> _Data supplied_
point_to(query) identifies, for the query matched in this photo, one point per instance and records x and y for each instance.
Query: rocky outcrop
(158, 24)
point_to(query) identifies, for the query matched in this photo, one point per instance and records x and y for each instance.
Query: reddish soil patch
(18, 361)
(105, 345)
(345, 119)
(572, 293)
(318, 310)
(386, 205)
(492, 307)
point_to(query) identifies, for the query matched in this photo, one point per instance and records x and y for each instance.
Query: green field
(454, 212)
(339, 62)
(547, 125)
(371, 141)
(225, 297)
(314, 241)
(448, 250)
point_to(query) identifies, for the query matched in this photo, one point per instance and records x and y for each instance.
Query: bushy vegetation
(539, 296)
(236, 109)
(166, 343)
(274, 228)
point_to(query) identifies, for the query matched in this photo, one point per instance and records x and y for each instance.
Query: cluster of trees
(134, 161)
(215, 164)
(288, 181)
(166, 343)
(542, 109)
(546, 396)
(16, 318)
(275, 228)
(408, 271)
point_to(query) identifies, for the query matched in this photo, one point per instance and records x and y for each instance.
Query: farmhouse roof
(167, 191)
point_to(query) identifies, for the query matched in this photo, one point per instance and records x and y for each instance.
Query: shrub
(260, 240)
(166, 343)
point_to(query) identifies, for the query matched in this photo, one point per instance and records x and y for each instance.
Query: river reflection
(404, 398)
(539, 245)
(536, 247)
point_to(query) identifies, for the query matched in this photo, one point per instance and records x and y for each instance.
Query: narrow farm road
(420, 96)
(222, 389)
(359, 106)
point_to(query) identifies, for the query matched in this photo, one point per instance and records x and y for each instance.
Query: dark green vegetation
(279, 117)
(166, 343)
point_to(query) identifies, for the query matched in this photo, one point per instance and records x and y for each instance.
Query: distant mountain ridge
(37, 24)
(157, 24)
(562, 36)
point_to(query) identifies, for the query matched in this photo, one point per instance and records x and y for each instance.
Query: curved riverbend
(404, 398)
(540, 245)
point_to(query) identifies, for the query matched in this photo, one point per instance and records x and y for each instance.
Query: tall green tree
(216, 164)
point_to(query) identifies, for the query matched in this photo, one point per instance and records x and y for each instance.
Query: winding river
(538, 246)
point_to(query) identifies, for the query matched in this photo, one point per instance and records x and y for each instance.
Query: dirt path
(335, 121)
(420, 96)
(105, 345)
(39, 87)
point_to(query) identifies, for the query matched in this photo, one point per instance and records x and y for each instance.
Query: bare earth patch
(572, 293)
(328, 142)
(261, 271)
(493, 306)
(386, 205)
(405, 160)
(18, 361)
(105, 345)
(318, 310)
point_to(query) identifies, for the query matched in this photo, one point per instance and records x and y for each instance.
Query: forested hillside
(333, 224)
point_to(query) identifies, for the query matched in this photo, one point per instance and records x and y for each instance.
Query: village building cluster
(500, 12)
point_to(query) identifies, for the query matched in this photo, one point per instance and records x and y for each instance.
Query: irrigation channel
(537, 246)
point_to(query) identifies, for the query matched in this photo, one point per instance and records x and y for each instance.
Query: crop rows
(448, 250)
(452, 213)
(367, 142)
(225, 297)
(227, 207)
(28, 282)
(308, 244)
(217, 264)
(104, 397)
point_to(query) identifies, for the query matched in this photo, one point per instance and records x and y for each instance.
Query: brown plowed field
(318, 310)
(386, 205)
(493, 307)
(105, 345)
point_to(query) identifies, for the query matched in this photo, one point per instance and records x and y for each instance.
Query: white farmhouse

> _Problem to solve_
From the first line to the last, please write out the entries exactly.

> _Written response_
point_to(query) identifies, for the query matched in this photo, one point per instance and records x and y for each instance.
Query: rocky outcrop
(158, 24)
point_to(query) identifies, for the query matched in this photo, one point per instance and records x and y for each instance.
Query: reddish soil patch
(18, 361)
(105, 345)
(345, 119)
(572, 293)
(318, 310)
(386, 205)
(492, 307)
point_to(query) identifies, for the query matched in this photo, one point per instance and records x and y for each instance.
Query: green field
(454, 212)
(339, 62)
(547, 125)
(371, 141)
(225, 297)
(314, 241)
(448, 250)
point_to(query) identifies, for the query matched in this photo, one point per instance and records x and y for each instance.
Query: bushy vegetation
(539, 296)
(236, 109)
(166, 343)
(274, 228)
point_to(query) identifies, for the query matched in this photo, one point per instance and records x and y for each instance.
Query: cluster of trees
(134, 161)
(215, 164)
(288, 181)
(166, 343)
(542, 109)
(546, 396)
(16, 318)
(275, 228)
(408, 271)
point_to(query) identifies, for the query matched in this photo, one point per instance and records x and y for each instance.
Query: farmhouse roof
(167, 191)
point_to(query) identifies, for the query matched in this photo, one point per instance and records x and y for each instance.
Query: shrub
(260, 240)
(166, 343)
point_to(query) identifies, for the query matched in this photo, one point per instance and records x and y for each instance.
Query: river reflection
(404, 398)
(539, 245)
(536, 247)
point_to(query) identifies, for the query matched in this photo, one point per instance and records x and y for each instance.
Query: narrow farm road
(420, 96)
(222, 389)
(359, 106)
point_to(query) identifies, for the query matched in this photo, one point per instance and records x and y for each instance.
Query: dark green vegetation
(279, 117)
(166, 343)
point_to(query) identifies, for the query matched in this photo, one point per instance and records x and y for each instance.
Query: distant mountain ridge
(37, 24)
(157, 24)
(562, 36)
point_to(query) identifies, for the query matched in this photo, one point per instance and records x and y for each instance.
Query: curved riverbend
(404, 398)
(540, 245)
point_to(query) identifies, for the query matched in this photo, one point per instance and records x and y for each instance.
Query: tall green tree
(216, 164)
point_to(query) identifies, for the query matched in this photo, one point per instance and records x and y for each instance.
Query: winding river
(538, 246)
point_to(query) identifies, for the query matched in this photo, one point per instance and records x and y for each instance.
Query: dirt path
(335, 121)
(420, 96)
(105, 345)
(39, 87)
point_to(query) identifies, for the query matched in this photo, one point per instance and records x and y for each instance.
Query: bare earth patch
(572, 293)
(328, 142)
(261, 271)
(493, 306)
(386, 205)
(405, 160)
(18, 361)
(105, 345)
(318, 310)
point_to(query) identifies, for the query matched in this photo, one point per instance and records x and y for each instance.
Query: forested hillside
(333, 224)
point_to(query) identifies, for the query matched in this photo, one point per instance and records x and y for each instance.
Query: village building cluster
(500, 12)
point_to(query) identifies, for the query matched in this photo, one point per instance and records x and y for each instance.
Query: irrigation channel
(537, 246)
point_to(query) identifies, for the query matched in this photo, one point per instance and records x and y for each instance.
Query: crop rows
(448, 250)
(452, 213)
(367, 142)
(225, 297)
(227, 207)
(28, 282)
(308, 244)
(217, 264)
(104, 397)
point_to(query) identifies, for the query matched in this photo, one point per instance and records x and y for each instance.
Query: brown plowed field
(318, 310)
(386, 205)
(493, 307)
(105, 345)
point_to(query) identifies, for the query matched in this photo, one point per instance and records x and y for each instance.
Query: white farmhouse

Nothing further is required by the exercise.